[提示文章]:
━━━━━━━━━━━━━━━━

教科書を変える(かもしれない)SN2反応の話

有機化学を始める上で、もっとも基本的な反応と言えばSN1[unimolecular(1分子) Nucleophilic Substitution、太字を逆に並べると「SN1」になる]反応とSN2(bimolecular Nucleophilic Substitution)反応でしょう。

 SN2反応は求電子種に対して求核種が攻撃して置換反応が起こるもので、必ず2分子反応で進行するため反応速度式は2次になります。また、求核種は脱離基の逆サイドから必ずやってくるので、置換反応が終わった後の立体化学は必ず反転します。
SN2 反応機構.jpg

一方SN1反応はというと脱離基を持った求電子種から脱離基が飛んでいき、平面構造を取ったカルボカチオンが生成。この平面状のカチオンに対して求核種がくっついて生成物となる反応機構です。律速過程は原料求電子種から脱離基が飛んでカルボカチオンになる過程であり、求核種の付加反応が律速過程に入ってこないことから速度式は1次になります。重要なのはSN2反応とは異なり、原料の立体化学がカルボカチオンになることによって保持されないこと、つまりカルボカチオンに対して求核種は図の右からも左からもやってこれるので立体化学を保持した生成物と反転した生成物の両方が生じます。
SN1 反応機構.jpg

その反応性もSN1とSN2では大きく異なります。SN1反応ではカチオン性中間体を経ることから、そのカチオンを安定化できるもの、つまり超共役やσ供与などの恩恵に与かって+性を薄めることのできる多置換炭素程SN1反応が有利となります。一般的には3級炭素 CR3-X (安定な3級カルボカチオンが発生) >> 2級炭素 CHR2-X >> 1級炭素 CH2R-X >>>>>>> メチル基 CH3-Xの順番の反応性となります。

━━━━━━━━━━━━━━━━

[提供データ]:
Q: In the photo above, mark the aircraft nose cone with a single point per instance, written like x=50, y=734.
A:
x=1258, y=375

━━━━━━━━━━━━━━━━

[指示 1]:
SN反応に関する文章によると、SN2反応で置換反応が終わった後の立体化学はどうなりますか？
[指示 2]:
SN反応に関する文章の最後の文に続けて、その先を書き進めてもらえますか？

[回答 1]:
必ず反転します。

[回答 2]:
一方SN2反応ではイオン性の中間体を経ないため(脱離能は置いといて)純粋に立体障害の影響が反応性に大きく関わってきます。従ってもっとも反応しやすいのはメチル基 CH3-Xであり、ついで1級 CH2R-X、2級炭素 CHR2-Xと立体障害が増えるに従って反応性は落ち、3級炭素 CR3-X(置換基3つに脱離基1つ)ともなるとほぼSN2反応は進行しません。
SN2 反応性の順.jpg

「ほぼ」進行しないと書いたのは分子内反応において反応点が強制的にかなり近づけられている場合に関しては反応が進行するためですが(この場合は分子内だからbimolecularじゃないかですが)、基本的に、特に分子間反応に関しては「全く進行しない」言い切られる位報告がない(あっても本当かどうかが怪しい等議論が起こっている)ため、「SN2反応は起こらない」と授業でも教わっているはずです。

しかしそんな常識を打ち破った例が表れました。それが下の論文。


1,4,7-Trimethyloxatriquinane: SN2 Reaction at Tertiary Carbon
Mark Mascal*, Nema Hafezi and Michael D. Toney
J. Am. Chem. Soc., 2010, 132 (31), pp 10662–10664
DOI: 10.1021/ja103880c


彼らはこれまでにオキサトリキナン骨格を有する新規オキソニウムイオン分子を創成し、それらが従来にはない安定性(シリカで精製も出来るらしい)を有することを報告してきました。今回彼らは更に置換度を増やし、より強力な求核種にも耐えられるように改良を加えた下のようなオキソニウム塩分子を合成しました。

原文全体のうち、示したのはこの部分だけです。